■ Problem
Give every entry again, unchanged, and leave its images out.

START Exercise material

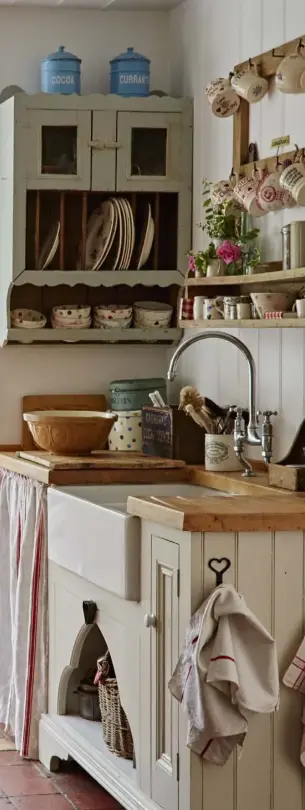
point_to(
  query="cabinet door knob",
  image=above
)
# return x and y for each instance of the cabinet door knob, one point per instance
(150, 620)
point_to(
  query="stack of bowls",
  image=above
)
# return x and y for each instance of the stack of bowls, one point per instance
(148, 314)
(113, 316)
(76, 316)
(27, 319)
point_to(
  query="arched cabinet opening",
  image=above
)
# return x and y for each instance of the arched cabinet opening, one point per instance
(78, 698)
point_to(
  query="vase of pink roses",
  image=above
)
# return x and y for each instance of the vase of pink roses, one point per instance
(229, 240)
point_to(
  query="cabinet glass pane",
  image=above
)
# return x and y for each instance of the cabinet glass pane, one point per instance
(148, 151)
(58, 150)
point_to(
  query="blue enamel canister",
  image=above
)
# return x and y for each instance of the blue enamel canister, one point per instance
(130, 74)
(60, 72)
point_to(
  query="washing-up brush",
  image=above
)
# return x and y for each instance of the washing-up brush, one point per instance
(191, 396)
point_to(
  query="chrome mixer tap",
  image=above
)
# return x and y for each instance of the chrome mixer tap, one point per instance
(242, 435)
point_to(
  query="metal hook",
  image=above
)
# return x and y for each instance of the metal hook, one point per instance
(224, 562)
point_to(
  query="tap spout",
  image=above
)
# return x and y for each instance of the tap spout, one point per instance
(253, 436)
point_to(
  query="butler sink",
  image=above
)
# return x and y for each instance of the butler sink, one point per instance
(91, 534)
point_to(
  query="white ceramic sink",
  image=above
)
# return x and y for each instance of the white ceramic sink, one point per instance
(91, 534)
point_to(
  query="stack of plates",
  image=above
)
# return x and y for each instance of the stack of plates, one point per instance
(49, 247)
(147, 239)
(76, 316)
(112, 317)
(111, 230)
(27, 319)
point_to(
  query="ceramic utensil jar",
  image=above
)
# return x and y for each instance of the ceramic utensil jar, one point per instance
(249, 85)
(222, 98)
(290, 74)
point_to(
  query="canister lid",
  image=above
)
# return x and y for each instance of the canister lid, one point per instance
(130, 55)
(61, 54)
(151, 383)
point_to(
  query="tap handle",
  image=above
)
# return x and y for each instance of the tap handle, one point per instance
(267, 416)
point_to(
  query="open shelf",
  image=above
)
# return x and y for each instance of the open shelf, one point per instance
(255, 278)
(259, 323)
(156, 335)
(101, 278)
(73, 210)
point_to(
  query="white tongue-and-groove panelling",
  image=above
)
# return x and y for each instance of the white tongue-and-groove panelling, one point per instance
(207, 39)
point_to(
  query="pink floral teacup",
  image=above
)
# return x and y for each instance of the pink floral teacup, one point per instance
(222, 98)
(245, 192)
(223, 192)
(269, 192)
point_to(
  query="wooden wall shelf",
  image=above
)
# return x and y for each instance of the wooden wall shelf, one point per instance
(254, 323)
(276, 276)
(267, 64)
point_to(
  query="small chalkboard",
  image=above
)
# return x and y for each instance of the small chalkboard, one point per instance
(157, 432)
(170, 433)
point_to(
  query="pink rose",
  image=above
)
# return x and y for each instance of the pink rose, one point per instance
(228, 252)
(192, 265)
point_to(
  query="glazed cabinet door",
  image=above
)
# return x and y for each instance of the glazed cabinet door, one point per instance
(164, 656)
(57, 149)
(104, 149)
(149, 154)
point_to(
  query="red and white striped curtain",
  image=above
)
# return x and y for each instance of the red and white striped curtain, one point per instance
(23, 609)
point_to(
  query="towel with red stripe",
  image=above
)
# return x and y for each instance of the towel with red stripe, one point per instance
(226, 673)
(295, 678)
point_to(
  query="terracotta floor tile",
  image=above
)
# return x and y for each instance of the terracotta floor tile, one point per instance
(24, 782)
(95, 799)
(55, 802)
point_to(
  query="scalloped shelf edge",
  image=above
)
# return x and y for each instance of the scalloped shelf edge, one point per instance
(101, 278)
(156, 336)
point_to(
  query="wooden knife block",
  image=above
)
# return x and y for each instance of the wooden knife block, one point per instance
(170, 433)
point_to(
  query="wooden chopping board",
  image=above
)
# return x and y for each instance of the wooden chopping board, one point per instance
(58, 402)
(99, 461)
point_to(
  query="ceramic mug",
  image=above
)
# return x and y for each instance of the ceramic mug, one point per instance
(249, 85)
(245, 192)
(222, 98)
(219, 453)
(223, 192)
(243, 311)
(198, 307)
(293, 180)
(216, 267)
(227, 305)
(299, 307)
(211, 309)
(290, 74)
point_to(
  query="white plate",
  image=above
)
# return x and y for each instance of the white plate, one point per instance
(132, 232)
(105, 234)
(144, 236)
(119, 234)
(49, 247)
(148, 242)
(121, 264)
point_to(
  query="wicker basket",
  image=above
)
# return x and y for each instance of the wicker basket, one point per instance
(115, 726)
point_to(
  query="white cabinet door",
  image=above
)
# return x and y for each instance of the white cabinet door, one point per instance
(149, 154)
(165, 640)
(56, 149)
(104, 148)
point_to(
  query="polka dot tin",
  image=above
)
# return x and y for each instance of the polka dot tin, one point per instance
(126, 434)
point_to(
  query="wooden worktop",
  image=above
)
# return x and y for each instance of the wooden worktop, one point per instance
(222, 514)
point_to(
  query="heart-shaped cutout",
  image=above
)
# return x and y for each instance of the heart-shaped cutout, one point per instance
(219, 565)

END Exercise material

■ Exercise output
point_to(
  query="cabinet door knob",
  image=above
)
# return x and y for each instance of the cabinet door knob, one point per instance
(150, 620)
point_to(
  query="stack of bowls",
  image=above
)
# return x and y for each instance of the stack of bowls, one point per instance
(148, 314)
(113, 316)
(76, 316)
(27, 319)
point_to(
  query="arched cabinet opening",
  image=above
)
# return x and y for each instance of the arched cabinet opening, one point per instance
(78, 698)
point_to(
  query="vase of pink roses",
  image=above
)
# return x and y for each instance of the vase of pink roses, one point per instance
(229, 240)
point_to(
  query="cabinet glass pane",
  image=above
)
# return x and y for each instance of the cabinet glass pane, one point per instance
(148, 151)
(58, 150)
point_to(
  query="blue enamel canister",
  image=above
)
# return x and y for each instance of the blue enamel canister, one point per instance
(130, 74)
(60, 72)
point_to(
  query="washing-up brush",
  image=above
)
# return x and y for each instance of the washing-up brush, one point per instance
(191, 396)
point_to(
  query="chrome mixer tap",
  image=above
)
# return x and y for each instance of the chrome mixer tap, one point per instance
(242, 435)
point_to(
  query="metal hook",
  image=above
)
# return x and y for each instance of the metal hook, one point per instance
(224, 562)
point_to(
  query="tap spout",
  image=above
)
# return x and y for each instance of the tap spout, one point per instance
(253, 436)
point_to(
  query="butler sink",
  image=above
)
# return x and y for each instance of the butler sink, one point per instance
(91, 534)
point_to(
  query="white ceramic sink",
  image=above
)
# return x and y for each instance of the white ceramic sink, one point per instance
(91, 534)
point_to(
  query="stack of plates",
  image=above
)
# return x and y for each instance of the stack of plates, one point per instance
(49, 247)
(147, 239)
(76, 316)
(112, 317)
(111, 230)
(27, 319)
point_to(
  query="ceramic utensil jar",
  image=above
)
# return x and y for each instance of the ceramic utensil jar, one point per instance
(249, 85)
(222, 98)
(290, 74)
point_to(
  query="canister lid",
  image=above
)
# return x and y for each instance of the canister lid, one point per instance
(130, 55)
(61, 54)
(151, 383)
point_to(
  query="tap handle",
  image=above
)
# return x and y for each instance of the tap handle, one point per instance
(267, 416)
point_to(
  query="open shelf",
  image=above
)
# return x and y for each instance of the open shelf, one point per instance
(255, 278)
(259, 323)
(156, 335)
(101, 278)
(73, 210)
point_to(
  query="white tongue-and-groove panelling",
  image=above
)
# return x and y for each instance of the white tongue-and-groove panelling, one point per instance
(207, 39)
point_to(
  query="pink floral teacup",
  image=above
)
# return x and y for each instance of the pink floral teacup, one point per instance
(222, 98)
(245, 192)
(223, 192)
(269, 192)
point_to(
  query="wooden wall shelf",
  image=above
)
# return x and y for each instance of the wooden wall shelf, one point per instance
(254, 323)
(276, 276)
(267, 64)
point_to(
  query="small chalkboard",
  image=above
)
# return x and y for each instance of the small chalkboard, one point per instance
(157, 432)
(170, 433)
point_to(
  query="pink rose",
  image=above
)
# return x and y for each instance of the pink rose, one point per instance
(228, 252)
(192, 265)
point_to(
  query="glazed cabinet door",
  image=above
)
# return x and y for each instance of the glazed cabinet door, one point per instance
(164, 656)
(57, 149)
(104, 149)
(149, 154)
point_to(
  query="red and white striped curtain",
  image=above
)
# return x and y for each instance of the red and white striped curtain, one point per instance
(23, 609)
point_to(
  query="towel with red stripe",
  image=above
)
# return x and y for each instance of the towel with red stripe, one point per instance
(226, 673)
(295, 678)
point_to(
  query="terracotta floor tile",
  image=above
)
# return x and y for each instance of the terracotta floor tile, one point per instance
(24, 782)
(95, 799)
(55, 802)
point_to(
  query="scalloped shelf edge",
  image=above
)
# return x and y for each instance of the scalloped shelf edge, one point per instance
(101, 278)
(156, 336)
point_to(
  query="wooden knife block",
  image=above
)
# return x and y for each instance of the wooden knife block, one point per instance
(170, 433)
point_to(
  query="wooden chopping board",
  image=above
)
# return x and y for each instance of the wooden chopping board, one point per instance
(58, 402)
(99, 461)
point_to(
  query="ceramic mug",
  image=above
)
# return x and y for each instance of the ceramic mug, one point per instance
(249, 85)
(245, 192)
(222, 98)
(219, 453)
(223, 192)
(243, 311)
(198, 307)
(293, 180)
(216, 267)
(227, 305)
(299, 307)
(211, 309)
(290, 74)
point_to(
  query="white plate",
  image=above
)
# return x and y for each instance of the white plate, one point per instance
(132, 232)
(105, 234)
(144, 236)
(119, 234)
(49, 247)
(148, 242)
(121, 264)
point_to(
  query="wicker basket",
  image=above
)
# return x and y for each instance of the wicker basket, one point per instance
(115, 726)
point_to(
  query="white cabinet door",
  image=above
)
# return x and y for each instance of the white cabinet door, one point per instance
(149, 154)
(165, 640)
(56, 149)
(104, 148)
point_to(
  query="polka dot tin",
  image=above
)
# return x and y for each instance of the polka dot tin, one point per instance
(126, 434)
point_to(
  query="wooden worktop",
  image=above
)
# return x and y for each instance of the wooden worktop, one point per instance
(222, 514)
point_to(
  query="heart-shaped cutout",
  image=above
)
# return x and y for each instance of the heart-shaped cutout, one point per instance
(219, 565)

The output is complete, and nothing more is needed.